- Task statement: Print the lines below character for character, starting with the first line and ending with the line that contains "box: [2, 71, 1024, 591]", including that line.
[[ Records for this task open ]]
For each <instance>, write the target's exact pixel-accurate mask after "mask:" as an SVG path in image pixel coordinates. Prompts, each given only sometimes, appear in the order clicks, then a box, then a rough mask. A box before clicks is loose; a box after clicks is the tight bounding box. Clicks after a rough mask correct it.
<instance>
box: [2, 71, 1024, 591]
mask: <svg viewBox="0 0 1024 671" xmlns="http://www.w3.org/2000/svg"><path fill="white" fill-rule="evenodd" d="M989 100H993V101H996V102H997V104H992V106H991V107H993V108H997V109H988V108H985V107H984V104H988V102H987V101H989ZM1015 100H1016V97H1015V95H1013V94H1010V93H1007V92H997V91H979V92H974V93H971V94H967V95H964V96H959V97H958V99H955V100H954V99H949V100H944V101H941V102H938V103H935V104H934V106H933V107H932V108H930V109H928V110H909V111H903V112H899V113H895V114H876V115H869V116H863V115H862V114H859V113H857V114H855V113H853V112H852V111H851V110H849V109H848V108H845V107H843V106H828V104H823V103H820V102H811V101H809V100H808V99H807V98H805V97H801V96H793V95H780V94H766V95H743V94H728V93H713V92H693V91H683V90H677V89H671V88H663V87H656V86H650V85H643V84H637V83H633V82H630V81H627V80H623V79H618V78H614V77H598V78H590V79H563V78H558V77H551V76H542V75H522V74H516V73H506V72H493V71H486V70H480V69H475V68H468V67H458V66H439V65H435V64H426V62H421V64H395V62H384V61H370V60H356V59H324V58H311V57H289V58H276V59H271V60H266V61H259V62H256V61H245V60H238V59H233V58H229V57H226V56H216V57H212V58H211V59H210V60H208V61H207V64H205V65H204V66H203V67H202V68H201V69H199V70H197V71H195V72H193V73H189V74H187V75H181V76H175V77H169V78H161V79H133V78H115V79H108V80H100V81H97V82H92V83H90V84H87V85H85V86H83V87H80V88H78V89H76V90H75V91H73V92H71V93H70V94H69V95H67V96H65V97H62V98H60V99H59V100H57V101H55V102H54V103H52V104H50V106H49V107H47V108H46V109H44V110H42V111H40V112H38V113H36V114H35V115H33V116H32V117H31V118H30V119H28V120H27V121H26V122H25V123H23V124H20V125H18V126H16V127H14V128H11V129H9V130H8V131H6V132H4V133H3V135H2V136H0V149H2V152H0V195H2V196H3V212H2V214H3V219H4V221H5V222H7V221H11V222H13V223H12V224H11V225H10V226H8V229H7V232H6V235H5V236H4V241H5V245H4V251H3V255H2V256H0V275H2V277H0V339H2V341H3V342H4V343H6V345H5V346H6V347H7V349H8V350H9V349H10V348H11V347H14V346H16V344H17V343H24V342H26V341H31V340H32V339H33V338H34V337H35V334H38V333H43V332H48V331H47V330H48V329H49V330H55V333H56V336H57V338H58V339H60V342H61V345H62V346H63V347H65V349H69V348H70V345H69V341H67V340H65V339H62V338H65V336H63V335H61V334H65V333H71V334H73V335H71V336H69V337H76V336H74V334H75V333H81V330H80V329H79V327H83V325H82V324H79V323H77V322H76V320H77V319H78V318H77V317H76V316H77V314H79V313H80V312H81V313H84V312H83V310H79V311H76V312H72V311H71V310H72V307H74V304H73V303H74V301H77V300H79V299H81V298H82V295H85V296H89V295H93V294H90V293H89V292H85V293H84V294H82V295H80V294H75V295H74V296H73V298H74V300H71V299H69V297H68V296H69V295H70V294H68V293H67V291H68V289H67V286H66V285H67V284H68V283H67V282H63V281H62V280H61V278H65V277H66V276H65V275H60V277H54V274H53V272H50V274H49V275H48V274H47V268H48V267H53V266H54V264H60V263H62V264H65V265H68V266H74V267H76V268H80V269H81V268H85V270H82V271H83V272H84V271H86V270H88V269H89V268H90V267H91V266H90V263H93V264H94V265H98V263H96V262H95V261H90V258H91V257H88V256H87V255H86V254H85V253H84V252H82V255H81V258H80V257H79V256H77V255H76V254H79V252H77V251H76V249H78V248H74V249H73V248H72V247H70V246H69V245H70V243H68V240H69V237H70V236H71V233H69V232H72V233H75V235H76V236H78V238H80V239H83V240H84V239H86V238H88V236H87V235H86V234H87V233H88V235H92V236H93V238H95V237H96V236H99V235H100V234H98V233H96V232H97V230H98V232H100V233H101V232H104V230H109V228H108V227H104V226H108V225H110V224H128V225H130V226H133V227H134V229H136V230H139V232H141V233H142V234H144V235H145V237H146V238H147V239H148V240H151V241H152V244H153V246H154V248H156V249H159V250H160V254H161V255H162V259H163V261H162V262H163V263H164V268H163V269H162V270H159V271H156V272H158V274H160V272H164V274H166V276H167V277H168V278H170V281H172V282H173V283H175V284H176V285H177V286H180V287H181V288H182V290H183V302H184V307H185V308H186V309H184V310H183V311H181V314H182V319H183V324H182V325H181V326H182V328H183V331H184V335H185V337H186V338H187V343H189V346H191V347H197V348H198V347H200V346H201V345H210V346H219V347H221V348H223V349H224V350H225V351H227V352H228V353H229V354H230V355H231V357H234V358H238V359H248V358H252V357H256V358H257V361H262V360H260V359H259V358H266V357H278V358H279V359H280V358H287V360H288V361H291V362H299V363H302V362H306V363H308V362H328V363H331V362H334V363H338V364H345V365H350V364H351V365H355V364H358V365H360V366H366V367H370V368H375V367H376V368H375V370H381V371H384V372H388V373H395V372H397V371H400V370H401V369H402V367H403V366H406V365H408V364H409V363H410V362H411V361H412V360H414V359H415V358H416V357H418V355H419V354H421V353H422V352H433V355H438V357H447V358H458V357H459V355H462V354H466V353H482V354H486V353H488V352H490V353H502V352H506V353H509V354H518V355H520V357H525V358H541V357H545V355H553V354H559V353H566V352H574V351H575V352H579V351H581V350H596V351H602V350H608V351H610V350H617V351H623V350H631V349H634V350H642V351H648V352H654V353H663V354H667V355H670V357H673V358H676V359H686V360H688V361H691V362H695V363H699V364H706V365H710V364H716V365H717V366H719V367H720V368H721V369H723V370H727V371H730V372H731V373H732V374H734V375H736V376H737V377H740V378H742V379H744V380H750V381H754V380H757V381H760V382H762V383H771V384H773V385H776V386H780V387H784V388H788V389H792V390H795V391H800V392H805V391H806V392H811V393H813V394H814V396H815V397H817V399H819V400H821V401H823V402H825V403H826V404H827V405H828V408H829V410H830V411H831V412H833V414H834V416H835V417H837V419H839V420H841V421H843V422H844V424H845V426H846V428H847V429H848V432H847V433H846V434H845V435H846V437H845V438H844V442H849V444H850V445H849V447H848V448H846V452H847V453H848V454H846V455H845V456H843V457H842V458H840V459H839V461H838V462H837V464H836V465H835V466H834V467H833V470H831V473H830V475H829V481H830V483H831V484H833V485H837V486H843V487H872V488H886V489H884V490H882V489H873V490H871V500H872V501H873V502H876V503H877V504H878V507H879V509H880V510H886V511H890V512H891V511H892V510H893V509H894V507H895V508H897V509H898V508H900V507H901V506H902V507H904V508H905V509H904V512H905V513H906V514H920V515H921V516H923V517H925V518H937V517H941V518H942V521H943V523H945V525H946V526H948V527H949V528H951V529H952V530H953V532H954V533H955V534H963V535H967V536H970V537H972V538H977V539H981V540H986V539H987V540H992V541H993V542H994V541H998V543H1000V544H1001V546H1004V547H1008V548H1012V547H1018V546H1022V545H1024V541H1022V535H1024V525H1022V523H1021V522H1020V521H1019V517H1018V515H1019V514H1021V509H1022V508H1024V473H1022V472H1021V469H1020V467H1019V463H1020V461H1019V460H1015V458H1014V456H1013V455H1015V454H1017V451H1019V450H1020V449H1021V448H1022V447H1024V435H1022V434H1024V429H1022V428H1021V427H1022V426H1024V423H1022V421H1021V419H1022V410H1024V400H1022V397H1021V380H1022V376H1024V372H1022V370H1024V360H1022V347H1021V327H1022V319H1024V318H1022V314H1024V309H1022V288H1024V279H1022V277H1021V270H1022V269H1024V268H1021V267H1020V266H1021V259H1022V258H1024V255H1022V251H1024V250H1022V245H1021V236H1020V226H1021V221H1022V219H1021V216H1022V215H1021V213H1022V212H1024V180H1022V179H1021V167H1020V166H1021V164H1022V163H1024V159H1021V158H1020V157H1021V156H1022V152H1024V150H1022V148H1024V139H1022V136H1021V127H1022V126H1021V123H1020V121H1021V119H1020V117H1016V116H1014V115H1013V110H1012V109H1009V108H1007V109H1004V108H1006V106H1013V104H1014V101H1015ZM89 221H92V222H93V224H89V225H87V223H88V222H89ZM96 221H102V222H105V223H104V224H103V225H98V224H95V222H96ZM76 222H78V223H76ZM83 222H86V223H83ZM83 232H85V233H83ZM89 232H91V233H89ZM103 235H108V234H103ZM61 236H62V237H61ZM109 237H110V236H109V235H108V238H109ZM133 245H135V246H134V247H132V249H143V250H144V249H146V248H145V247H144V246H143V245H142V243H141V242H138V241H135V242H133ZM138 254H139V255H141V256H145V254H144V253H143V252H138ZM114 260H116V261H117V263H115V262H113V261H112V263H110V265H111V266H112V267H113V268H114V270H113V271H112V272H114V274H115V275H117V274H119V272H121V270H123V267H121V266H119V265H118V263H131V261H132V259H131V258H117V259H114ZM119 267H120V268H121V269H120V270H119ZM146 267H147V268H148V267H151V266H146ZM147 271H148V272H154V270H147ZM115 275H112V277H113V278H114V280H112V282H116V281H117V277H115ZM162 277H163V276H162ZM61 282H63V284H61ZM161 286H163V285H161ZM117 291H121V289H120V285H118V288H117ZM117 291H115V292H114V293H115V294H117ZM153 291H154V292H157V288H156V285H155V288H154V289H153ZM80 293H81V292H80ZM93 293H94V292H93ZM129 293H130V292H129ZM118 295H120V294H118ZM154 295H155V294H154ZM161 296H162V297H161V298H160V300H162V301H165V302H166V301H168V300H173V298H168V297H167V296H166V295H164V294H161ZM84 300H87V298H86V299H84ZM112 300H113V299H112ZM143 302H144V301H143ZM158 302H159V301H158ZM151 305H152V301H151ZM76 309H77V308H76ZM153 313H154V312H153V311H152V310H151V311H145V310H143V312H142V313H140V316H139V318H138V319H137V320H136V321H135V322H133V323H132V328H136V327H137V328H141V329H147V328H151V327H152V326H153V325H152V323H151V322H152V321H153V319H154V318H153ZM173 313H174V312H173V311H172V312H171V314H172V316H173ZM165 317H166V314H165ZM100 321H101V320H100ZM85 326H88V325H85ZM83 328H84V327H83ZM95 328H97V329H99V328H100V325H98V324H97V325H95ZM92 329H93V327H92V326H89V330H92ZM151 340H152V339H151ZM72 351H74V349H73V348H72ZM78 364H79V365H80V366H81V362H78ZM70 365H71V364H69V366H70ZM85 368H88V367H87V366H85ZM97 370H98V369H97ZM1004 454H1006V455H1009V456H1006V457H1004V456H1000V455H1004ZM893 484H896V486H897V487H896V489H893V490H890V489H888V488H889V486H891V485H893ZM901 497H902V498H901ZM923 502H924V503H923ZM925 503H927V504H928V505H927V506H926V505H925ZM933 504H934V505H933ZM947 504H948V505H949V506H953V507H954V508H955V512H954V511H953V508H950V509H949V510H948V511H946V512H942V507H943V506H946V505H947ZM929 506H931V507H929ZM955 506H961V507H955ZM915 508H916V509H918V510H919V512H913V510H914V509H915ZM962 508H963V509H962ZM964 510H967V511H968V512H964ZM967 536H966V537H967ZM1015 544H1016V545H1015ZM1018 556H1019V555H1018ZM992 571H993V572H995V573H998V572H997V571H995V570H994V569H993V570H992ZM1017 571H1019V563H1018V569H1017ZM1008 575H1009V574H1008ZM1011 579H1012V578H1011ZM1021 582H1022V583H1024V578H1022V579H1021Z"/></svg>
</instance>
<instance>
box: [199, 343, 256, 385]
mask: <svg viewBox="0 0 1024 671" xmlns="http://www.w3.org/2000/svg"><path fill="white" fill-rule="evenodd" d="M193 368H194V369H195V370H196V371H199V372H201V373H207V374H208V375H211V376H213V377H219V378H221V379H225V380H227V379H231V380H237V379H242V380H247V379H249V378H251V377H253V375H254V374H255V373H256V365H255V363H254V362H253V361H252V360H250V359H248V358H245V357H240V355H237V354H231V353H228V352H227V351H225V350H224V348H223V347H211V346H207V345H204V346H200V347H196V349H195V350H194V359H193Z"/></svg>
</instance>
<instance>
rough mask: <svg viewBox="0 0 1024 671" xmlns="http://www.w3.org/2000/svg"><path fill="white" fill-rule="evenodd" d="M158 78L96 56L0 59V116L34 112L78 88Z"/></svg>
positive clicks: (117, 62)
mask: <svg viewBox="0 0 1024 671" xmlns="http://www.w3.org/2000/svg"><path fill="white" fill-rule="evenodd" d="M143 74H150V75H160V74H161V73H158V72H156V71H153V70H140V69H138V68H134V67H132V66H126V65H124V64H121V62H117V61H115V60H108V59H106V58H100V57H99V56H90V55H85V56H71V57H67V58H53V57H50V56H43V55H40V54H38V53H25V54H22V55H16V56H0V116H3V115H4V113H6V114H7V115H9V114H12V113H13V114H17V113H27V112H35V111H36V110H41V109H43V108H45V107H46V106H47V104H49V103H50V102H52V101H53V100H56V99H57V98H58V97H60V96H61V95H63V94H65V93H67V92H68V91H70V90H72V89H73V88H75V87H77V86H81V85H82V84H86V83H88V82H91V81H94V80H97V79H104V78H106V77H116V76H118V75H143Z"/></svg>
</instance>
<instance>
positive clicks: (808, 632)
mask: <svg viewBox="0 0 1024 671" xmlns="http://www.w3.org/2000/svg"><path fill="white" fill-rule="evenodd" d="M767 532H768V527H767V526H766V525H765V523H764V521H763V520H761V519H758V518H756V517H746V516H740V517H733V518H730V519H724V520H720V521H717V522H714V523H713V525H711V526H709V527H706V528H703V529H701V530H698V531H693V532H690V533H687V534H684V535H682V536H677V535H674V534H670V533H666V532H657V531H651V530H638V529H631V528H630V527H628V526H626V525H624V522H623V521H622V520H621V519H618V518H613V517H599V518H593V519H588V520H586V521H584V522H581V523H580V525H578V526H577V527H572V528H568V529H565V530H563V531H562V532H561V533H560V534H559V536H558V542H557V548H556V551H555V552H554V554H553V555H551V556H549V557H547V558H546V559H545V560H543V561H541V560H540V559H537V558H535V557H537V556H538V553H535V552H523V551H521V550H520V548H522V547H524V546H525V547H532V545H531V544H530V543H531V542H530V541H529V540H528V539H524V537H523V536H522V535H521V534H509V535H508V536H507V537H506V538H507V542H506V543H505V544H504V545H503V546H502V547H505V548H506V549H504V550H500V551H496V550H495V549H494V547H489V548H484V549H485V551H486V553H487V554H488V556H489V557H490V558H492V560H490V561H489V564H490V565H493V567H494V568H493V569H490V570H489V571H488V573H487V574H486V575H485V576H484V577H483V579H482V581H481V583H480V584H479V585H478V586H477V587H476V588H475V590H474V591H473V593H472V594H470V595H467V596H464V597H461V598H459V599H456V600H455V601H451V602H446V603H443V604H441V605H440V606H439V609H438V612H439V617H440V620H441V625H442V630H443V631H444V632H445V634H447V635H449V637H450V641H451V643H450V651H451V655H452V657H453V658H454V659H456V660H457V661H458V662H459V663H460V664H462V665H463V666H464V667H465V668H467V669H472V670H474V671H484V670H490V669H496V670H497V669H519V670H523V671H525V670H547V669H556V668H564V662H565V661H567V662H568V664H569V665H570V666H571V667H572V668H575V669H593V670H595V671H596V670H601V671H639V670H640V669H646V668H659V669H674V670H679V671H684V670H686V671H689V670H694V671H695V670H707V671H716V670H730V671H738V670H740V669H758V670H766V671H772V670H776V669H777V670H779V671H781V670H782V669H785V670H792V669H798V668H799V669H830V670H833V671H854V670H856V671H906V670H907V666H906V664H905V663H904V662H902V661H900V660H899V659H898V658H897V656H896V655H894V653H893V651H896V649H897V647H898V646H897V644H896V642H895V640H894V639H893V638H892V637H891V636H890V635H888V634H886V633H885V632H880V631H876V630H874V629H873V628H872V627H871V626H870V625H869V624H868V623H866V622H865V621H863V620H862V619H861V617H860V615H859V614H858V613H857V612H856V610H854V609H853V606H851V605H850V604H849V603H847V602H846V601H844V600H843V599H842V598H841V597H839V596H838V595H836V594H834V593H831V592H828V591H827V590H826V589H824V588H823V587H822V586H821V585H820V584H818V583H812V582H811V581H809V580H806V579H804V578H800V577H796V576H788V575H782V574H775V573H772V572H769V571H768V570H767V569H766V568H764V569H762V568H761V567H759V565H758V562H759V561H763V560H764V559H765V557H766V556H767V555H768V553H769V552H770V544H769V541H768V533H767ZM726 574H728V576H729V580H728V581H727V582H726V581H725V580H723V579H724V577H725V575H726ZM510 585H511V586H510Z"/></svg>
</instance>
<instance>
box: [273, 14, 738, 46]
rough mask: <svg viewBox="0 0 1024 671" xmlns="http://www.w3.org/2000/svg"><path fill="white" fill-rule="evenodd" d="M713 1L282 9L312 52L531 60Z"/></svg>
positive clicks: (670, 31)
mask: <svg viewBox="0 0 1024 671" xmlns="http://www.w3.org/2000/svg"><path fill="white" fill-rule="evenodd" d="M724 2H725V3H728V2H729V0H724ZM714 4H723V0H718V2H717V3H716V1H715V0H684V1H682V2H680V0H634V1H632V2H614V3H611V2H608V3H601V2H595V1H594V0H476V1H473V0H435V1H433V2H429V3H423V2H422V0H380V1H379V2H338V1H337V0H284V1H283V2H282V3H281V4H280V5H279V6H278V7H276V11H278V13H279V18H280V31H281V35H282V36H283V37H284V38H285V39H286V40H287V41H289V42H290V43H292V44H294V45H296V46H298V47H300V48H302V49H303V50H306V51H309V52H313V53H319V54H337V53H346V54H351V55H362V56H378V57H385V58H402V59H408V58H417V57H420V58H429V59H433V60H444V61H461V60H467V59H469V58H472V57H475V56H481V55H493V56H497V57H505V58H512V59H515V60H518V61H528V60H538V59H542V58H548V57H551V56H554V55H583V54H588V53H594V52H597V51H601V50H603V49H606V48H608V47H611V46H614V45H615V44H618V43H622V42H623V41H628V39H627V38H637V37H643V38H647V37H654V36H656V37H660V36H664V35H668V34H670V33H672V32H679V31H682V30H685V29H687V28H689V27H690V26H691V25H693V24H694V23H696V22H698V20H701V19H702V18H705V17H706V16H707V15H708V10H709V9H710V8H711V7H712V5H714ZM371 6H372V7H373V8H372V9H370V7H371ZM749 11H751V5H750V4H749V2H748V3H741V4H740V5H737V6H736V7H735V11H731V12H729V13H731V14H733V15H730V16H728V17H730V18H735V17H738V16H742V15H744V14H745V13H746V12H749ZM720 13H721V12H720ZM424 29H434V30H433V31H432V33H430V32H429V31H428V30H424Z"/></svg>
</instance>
[[ Records for this task closed ]]
- Task output:
For each <instance>, write the target's exact pixel-accurate mask after "mask:" as an SVG path in image pixel coordinates. Prompts, each given only sometimes, appear in the order clicks, then a box, then a rough mask. A box before clicks is loose; a box after clicks is the tight bounding box. Clicks after a rough mask correct it.
<instance>
box: [2, 71, 1024, 591]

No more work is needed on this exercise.